**What is asked**
Could you rewrite the rows below as a Markdown table with a "No." column numbering each line and a "Line" column holding it, skipping blank lines and leaving out the pictures?

★ ★ ★ ★ ★ ★ ★

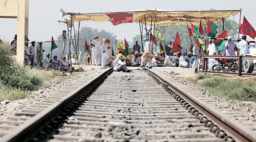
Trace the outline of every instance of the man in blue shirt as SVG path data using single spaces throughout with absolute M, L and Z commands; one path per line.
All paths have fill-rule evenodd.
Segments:
M 140 46 L 138 44 L 138 40 L 136 40 L 135 41 L 135 44 L 134 44 L 133 45 L 133 50 L 134 50 L 134 52 L 136 52 L 136 51 L 138 51 L 139 52 L 139 53 L 140 52 Z

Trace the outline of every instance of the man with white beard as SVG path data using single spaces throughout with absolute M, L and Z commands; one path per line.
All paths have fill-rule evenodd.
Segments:
M 181 52 L 181 56 L 179 59 L 179 67 L 187 67 L 189 63 L 186 62 L 186 52 L 183 51 Z
M 92 41 L 90 44 L 94 47 L 94 55 L 95 60 L 95 64 L 96 65 L 101 65 L 101 52 L 99 50 L 99 47 L 101 45 L 101 42 L 99 39 L 99 36 L 96 35 L 95 40 Z
M 102 53 L 102 55 L 101 57 L 101 69 L 103 69 L 105 67 L 105 65 L 107 63 L 107 61 L 108 60 L 108 52 L 107 50 L 107 46 L 106 44 L 108 45 L 108 43 L 109 43 L 109 39 L 107 39 L 107 40 L 105 38 L 102 39 L 102 44 L 99 47 L 99 49 Z
M 216 53 L 216 47 L 215 47 L 215 44 L 212 43 L 212 39 L 209 40 L 210 41 L 210 43 L 208 44 L 208 48 L 207 48 L 207 51 L 209 51 L 209 55 L 214 55 Z M 208 67 L 208 70 L 211 71 L 211 68 L 215 63 L 215 59 L 214 58 L 208 59 L 208 62 L 209 63 L 209 66 Z

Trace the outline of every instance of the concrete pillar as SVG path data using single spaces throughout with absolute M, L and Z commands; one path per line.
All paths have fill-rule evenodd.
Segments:
M 17 18 L 17 57 L 16 61 L 21 65 L 24 63 L 25 37 L 28 36 L 29 0 L 17 1 L 18 3 Z

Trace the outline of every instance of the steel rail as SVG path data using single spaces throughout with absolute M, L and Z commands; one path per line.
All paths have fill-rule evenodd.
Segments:
M 145 68 L 164 83 L 166 84 L 177 94 L 201 113 L 217 125 L 236 141 L 256 141 L 256 136 L 252 132 L 240 124 L 236 123 L 228 117 L 216 110 L 205 102 L 194 96 L 186 90 L 179 88 L 176 84 L 161 77 L 152 70 Z
M 89 89 L 106 75 L 112 71 L 110 68 L 92 80 L 70 93 L 48 108 L 34 117 L 29 119 L 24 123 L 0 139 L 1 142 L 17 142 L 27 141 L 39 131 L 42 129 L 49 122 L 60 114 L 65 108 L 69 106 L 77 98 Z

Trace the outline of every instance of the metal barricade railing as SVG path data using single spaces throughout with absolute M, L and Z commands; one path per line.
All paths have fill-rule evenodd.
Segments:
M 212 55 L 202 55 L 202 68 L 203 72 L 215 73 L 219 74 L 230 74 L 232 75 L 237 75 L 241 76 L 242 75 L 247 76 L 256 75 L 256 73 L 246 73 L 242 72 L 242 59 L 253 59 L 256 60 L 256 56 L 212 56 Z M 221 72 L 218 71 L 212 71 L 207 70 L 207 63 L 208 59 L 210 58 L 215 59 L 238 59 L 238 72 Z

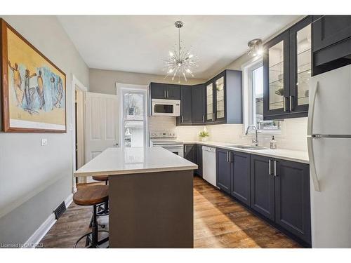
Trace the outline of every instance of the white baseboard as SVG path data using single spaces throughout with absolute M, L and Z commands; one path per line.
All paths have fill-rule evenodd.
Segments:
M 65 204 L 66 208 L 68 208 L 73 201 L 73 194 L 69 194 L 66 200 Z M 53 227 L 56 222 L 55 219 L 55 214 L 53 213 L 48 216 L 48 218 L 41 224 L 41 226 L 35 231 L 35 232 L 28 238 L 28 240 L 22 245 L 22 248 L 35 248 L 40 243 L 41 239 L 45 236 L 46 233 Z

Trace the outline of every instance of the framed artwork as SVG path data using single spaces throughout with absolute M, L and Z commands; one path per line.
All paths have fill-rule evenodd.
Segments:
M 66 75 L 3 19 L 0 23 L 4 131 L 66 133 Z

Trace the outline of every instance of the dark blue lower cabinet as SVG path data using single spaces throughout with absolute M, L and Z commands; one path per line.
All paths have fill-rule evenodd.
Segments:
M 276 159 L 275 222 L 311 243 L 310 166 Z
M 195 174 L 202 177 L 202 145 L 197 144 L 196 148 L 197 169 L 195 170 Z
M 250 154 L 232 151 L 232 196 L 250 205 Z
M 274 176 L 270 167 L 273 161 L 268 157 L 251 156 L 250 207 L 262 215 L 274 221 Z M 271 173 L 270 173 L 271 172 Z
M 184 158 L 196 163 L 196 144 L 184 144 Z
M 217 149 L 216 155 L 216 185 L 230 194 L 232 163 L 230 161 L 230 151 Z

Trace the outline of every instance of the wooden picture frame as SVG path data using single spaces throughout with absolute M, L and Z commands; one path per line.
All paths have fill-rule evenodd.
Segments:
M 66 74 L 0 19 L 1 130 L 67 133 Z

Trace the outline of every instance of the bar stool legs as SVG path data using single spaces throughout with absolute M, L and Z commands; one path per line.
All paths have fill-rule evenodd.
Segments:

★ ★ ★ ★ ★ ★ ★

**Reply**
| No. | Line |
|---|---|
| 1 | Trace the outline of every instance of the man in blue shirt as SVG path data using single spaces throughout with absolute M, L and Z commands; one path per line. |
| 2 | All paths have fill-rule evenodd. |
| 3 | Segments: |
| 4 | M 140 46 L 138 44 L 138 40 L 136 40 L 135 41 L 135 44 L 134 44 L 133 45 L 133 50 L 134 50 L 134 52 L 136 52 L 136 51 L 138 51 L 139 52 L 139 53 L 140 52 Z |
| 5 | Trace the outline of every instance of the man with white beard as SVG path data using single spaces throughout with absolute M, L and Z commands; one path per line. |
| 6 | All paths have fill-rule evenodd. |
| 7 | Segments: |
| 8 | M 181 52 L 181 56 L 179 59 L 179 67 L 187 67 L 189 63 L 186 62 L 186 52 L 183 51 Z |
| 9 | M 92 41 L 90 44 L 94 47 L 94 55 L 95 60 L 95 64 L 96 65 L 101 65 L 101 52 L 99 50 L 99 47 L 101 45 L 101 42 L 99 39 L 99 36 L 96 35 L 95 40 Z |
| 10 | M 102 53 L 102 55 L 101 57 L 101 69 L 103 69 L 105 67 L 105 65 L 107 63 L 107 61 L 108 60 L 108 52 L 107 50 L 107 46 L 106 44 L 108 45 L 108 43 L 109 43 L 109 39 L 107 39 L 107 40 L 105 38 L 102 39 L 102 44 L 99 47 L 99 49 Z |
| 11 | M 216 53 L 216 47 L 215 47 L 215 44 L 212 43 L 212 39 L 209 40 L 210 41 L 210 43 L 208 44 L 208 48 L 207 48 L 207 51 L 209 51 L 209 55 L 214 55 Z M 208 67 L 208 70 L 211 71 L 211 68 L 215 63 L 215 59 L 214 58 L 208 59 L 208 62 L 209 63 L 209 66 Z |
| 12 | Trace the outline of every instance of the concrete pillar as SVG path data using single spaces throughout with absolute M, L and Z commands; one path per line. |
| 13 | All paths have fill-rule evenodd. |
| 14 | Segments: |
| 15 | M 17 18 L 17 57 L 16 61 L 21 65 L 24 63 L 25 37 L 28 36 L 29 0 L 17 1 L 18 3 Z |
| 16 | Trace the outline of every instance of the steel rail as SVG path data using single spaces throughout with absolute M, L and Z commands; one path per line. |
| 17 | All paths have fill-rule evenodd. |
| 18 | Segments: |
| 19 | M 145 68 L 164 83 L 166 84 L 177 94 L 201 113 L 217 125 L 236 141 L 256 141 L 256 136 L 252 132 L 240 124 L 236 123 L 228 117 L 216 110 L 205 102 L 194 96 L 186 90 L 179 88 L 176 84 L 161 77 L 152 70 Z |
| 20 | M 89 89 L 106 75 L 112 71 L 110 68 L 92 80 L 70 93 L 48 108 L 34 117 L 29 119 L 24 123 L 0 139 L 1 142 L 17 142 L 27 141 L 39 131 L 42 129 L 49 122 L 60 114 L 65 108 L 69 106 L 77 98 Z |
| 21 | Trace the outline of every instance of the metal barricade railing as SVG path data using single spaces throughout with absolute M, L and Z commands; one path per line. |
| 22 | All paths have fill-rule evenodd. |
| 23 | Segments: |
| 24 | M 212 55 L 202 55 L 202 68 L 203 72 L 215 73 L 219 74 L 230 74 L 232 75 L 237 75 L 241 76 L 242 75 L 247 76 L 256 75 L 256 73 L 246 73 L 242 72 L 242 59 L 253 59 L 256 60 L 256 56 L 212 56 Z M 221 72 L 218 71 L 212 71 L 207 70 L 207 63 L 208 59 L 210 58 L 215 59 L 238 59 L 238 72 Z |
| 25 | Trace the outline of every instance of the white baseboard as SVG path data using single spaces throughout with absolute M, L and Z commands; one path per line. |
| 26 | All paths have fill-rule evenodd. |
| 27 | Segments: |
| 28 | M 65 204 L 66 208 L 68 208 L 73 201 L 73 194 L 69 194 L 66 200 Z M 53 227 L 56 222 L 55 219 L 55 214 L 53 213 L 48 216 L 48 218 L 41 224 L 41 226 L 35 231 L 35 232 L 28 238 L 28 240 L 22 245 L 22 248 L 35 248 L 40 243 L 41 239 L 45 236 L 46 233 Z |
| 29 | Trace the outline of every instance of the framed artwork as SVG path data using single spaces throughout with absolute M, L and Z commands; one path per line. |
| 30 | All paths have fill-rule evenodd. |
| 31 | Segments: |
| 32 | M 66 75 L 3 19 L 0 23 L 4 131 L 66 133 Z |
| 33 | Trace the outline of every instance of the dark blue lower cabinet as SVG path data using single spaces throughout with absolute M, L and Z commands; one path per line. |
| 34 | All paths have fill-rule evenodd. |
| 35 | Segments: |
| 36 | M 276 159 L 275 222 L 311 243 L 310 166 Z |
| 37 | M 195 174 L 202 177 L 202 145 L 197 144 L 196 148 L 197 169 L 195 170 Z |
| 38 | M 250 154 L 232 151 L 232 196 L 250 205 Z |
| 39 | M 274 176 L 270 167 L 273 161 L 268 157 L 251 156 L 250 207 L 262 215 L 274 221 Z M 271 173 L 270 173 L 271 172 Z |
| 40 | M 184 158 L 196 163 L 196 144 L 184 144 Z |
| 41 | M 217 149 L 216 155 L 216 185 L 230 194 L 232 163 L 230 161 L 230 151 Z |
| 42 | Trace the outline of every instance of the wooden picture frame as SVG path data using single spaces throughout with absolute M, L and Z commands; one path per line. |
| 43 | All paths have fill-rule evenodd. |
| 44 | Segments: |
| 45 | M 66 74 L 0 19 L 1 130 L 67 133 Z |
| 46 | Trace the outline of every instance of the bar stool legs as SVG path data using single spaces throughout with absolute M, L and Z commands; one path per line. |
| 47 | All paths have fill-rule evenodd. |
| 48 | Segments: |